WRITTEN REQUEST ->
Repeat exactly, and only, the lines from the line containing "out the rear" through the last line of the records below, including both.

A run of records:
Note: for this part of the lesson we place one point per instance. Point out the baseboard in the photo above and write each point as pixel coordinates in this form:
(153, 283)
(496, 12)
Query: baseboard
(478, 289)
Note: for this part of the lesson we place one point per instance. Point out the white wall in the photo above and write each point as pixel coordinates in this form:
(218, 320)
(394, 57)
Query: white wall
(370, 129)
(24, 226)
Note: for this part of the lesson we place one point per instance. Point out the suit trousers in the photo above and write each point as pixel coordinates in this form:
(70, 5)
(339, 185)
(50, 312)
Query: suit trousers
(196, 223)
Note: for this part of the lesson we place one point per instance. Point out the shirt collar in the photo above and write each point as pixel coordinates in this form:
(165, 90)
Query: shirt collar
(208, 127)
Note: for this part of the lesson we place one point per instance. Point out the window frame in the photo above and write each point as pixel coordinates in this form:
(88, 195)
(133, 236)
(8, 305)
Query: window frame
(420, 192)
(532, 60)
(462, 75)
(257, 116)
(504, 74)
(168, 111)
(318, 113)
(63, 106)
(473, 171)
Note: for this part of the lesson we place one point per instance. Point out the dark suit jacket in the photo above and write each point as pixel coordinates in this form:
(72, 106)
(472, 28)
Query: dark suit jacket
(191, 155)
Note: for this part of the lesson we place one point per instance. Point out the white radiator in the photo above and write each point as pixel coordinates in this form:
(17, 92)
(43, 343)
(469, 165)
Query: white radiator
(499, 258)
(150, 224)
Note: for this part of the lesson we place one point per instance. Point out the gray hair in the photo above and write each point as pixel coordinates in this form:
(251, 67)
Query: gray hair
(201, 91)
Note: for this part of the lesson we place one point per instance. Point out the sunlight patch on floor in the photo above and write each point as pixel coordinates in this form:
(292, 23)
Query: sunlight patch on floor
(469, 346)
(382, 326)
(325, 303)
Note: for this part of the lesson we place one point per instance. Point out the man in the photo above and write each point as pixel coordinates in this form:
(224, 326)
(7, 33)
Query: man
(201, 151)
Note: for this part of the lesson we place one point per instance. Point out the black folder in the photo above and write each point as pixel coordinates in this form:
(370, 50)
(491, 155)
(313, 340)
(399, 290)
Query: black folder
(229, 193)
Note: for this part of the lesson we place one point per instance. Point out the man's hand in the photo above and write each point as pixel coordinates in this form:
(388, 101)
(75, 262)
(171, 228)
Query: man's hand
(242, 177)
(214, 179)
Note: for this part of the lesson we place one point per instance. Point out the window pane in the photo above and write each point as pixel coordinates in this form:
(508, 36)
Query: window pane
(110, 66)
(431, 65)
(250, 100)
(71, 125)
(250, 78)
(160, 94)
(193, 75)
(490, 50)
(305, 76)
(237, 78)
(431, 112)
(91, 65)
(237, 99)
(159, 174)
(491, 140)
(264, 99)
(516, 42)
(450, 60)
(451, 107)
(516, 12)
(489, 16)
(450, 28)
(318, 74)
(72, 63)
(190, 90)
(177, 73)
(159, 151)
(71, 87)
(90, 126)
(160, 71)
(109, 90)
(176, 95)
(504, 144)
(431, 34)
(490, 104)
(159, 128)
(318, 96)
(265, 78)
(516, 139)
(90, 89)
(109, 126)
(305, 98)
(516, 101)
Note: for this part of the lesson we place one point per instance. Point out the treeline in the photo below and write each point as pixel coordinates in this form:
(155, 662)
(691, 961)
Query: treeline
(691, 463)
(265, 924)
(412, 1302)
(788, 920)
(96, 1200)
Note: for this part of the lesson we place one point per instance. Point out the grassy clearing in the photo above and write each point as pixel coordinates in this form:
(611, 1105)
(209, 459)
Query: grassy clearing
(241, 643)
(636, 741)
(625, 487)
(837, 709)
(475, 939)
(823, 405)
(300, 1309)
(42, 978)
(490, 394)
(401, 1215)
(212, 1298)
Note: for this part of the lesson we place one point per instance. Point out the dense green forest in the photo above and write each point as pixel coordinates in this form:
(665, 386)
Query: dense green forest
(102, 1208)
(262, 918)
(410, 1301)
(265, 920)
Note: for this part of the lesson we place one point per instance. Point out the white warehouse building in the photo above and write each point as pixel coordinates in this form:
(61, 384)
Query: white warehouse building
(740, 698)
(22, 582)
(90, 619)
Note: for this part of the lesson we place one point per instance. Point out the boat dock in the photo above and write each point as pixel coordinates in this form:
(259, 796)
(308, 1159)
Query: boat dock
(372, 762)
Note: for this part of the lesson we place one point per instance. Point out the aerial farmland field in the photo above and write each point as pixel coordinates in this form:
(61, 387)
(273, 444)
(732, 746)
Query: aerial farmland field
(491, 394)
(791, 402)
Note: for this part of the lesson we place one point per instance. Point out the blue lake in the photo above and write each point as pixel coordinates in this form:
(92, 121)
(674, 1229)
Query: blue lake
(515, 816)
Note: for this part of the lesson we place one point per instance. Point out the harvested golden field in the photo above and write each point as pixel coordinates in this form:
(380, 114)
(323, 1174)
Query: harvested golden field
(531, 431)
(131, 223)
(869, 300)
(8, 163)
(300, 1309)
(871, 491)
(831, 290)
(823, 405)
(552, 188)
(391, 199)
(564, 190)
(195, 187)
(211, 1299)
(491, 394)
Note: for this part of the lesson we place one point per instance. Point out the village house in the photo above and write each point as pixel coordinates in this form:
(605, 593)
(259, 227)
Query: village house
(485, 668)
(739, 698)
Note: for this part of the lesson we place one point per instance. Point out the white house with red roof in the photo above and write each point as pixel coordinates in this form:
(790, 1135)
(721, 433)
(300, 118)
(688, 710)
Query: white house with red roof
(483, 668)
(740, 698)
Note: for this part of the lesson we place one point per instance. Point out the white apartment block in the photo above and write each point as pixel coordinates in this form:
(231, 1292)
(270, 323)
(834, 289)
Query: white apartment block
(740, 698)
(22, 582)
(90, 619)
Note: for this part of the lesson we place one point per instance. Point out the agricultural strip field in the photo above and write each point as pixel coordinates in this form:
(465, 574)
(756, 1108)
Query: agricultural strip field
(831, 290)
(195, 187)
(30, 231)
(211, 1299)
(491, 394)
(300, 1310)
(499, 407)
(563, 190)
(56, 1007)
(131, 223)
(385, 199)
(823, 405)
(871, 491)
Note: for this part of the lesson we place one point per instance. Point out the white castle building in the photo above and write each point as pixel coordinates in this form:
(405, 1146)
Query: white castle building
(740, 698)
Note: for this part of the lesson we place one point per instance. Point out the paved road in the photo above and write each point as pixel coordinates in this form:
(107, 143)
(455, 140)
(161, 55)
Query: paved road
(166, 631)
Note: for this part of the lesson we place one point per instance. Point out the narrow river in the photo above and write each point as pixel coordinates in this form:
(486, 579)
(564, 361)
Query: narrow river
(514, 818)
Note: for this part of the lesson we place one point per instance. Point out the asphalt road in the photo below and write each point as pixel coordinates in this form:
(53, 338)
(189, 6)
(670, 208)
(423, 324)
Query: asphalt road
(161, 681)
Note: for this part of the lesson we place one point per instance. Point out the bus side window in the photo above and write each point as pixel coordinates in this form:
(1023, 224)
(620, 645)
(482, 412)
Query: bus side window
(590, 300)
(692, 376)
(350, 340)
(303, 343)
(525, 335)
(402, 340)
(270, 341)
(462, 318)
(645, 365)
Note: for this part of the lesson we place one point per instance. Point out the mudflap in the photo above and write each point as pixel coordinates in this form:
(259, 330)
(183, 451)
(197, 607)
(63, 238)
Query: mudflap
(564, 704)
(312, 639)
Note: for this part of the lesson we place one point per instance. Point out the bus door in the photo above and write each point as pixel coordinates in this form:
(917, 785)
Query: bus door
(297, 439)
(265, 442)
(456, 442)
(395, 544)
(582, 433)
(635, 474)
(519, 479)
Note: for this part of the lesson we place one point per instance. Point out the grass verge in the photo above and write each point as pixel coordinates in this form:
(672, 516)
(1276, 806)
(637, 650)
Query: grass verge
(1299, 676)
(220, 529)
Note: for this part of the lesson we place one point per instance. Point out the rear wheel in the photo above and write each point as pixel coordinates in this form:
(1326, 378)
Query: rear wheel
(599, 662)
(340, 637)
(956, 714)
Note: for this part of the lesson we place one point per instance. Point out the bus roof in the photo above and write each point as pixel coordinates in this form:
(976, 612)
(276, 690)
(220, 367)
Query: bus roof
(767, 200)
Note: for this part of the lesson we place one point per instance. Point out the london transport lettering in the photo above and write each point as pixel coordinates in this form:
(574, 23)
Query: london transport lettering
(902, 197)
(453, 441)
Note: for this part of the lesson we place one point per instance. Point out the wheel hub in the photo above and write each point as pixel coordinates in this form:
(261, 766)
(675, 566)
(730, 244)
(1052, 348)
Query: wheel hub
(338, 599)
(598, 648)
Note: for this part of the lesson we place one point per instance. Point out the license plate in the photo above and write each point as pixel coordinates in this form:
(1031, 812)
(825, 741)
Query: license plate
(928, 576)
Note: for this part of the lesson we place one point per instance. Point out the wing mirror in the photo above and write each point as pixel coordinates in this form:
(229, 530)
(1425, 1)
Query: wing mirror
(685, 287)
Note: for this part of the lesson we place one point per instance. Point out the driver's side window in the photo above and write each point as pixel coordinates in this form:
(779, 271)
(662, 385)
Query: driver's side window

TASK ANSWER ->
Note: for this part of the lesson we place one point per instance. Point out the rear wheel in the photo above and write each point as pixel coordinates in this form:
(1326, 378)
Query: rear wheel
(599, 662)
(340, 637)
(956, 714)
Note: for this part of the lesson we place one point per instance. Point out the bus roof in the photo above and write each point as pixel coordinates in this form:
(976, 612)
(276, 690)
(220, 367)
Query: bus roof
(767, 200)
Note: for this part of the lesson we place one point per instance. Point out the london transport lettering in the photo above and write each point as pixel coordinates in this form:
(574, 23)
Query: london transport lettering
(902, 197)
(453, 441)
Note: for this part of the lesson we place one point per instance. Point out the wheel hub in the photo above and write each point as pixel coordinates in this form:
(261, 766)
(675, 566)
(730, 244)
(1052, 348)
Query: wheel hub
(338, 599)
(598, 648)
Note: for this part of the lesson we place one point per instance. Point out the license plate in the photo above and write each point as pixel coordinates in this form:
(1031, 812)
(825, 741)
Query: license plate
(928, 576)
Note: for this part of the lesson we place one point per instance. Point out the wing mirror in the photo above and write each point as pixel coordinates in this form:
(229, 530)
(1425, 1)
Query: wing mirror
(685, 287)
Note: for this part of the lesson we place one point per instance. Point out the driver's side window in the photo above and write each point as pixel coordinates in this form:
(779, 271)
(662, 385)
Query: driver's side window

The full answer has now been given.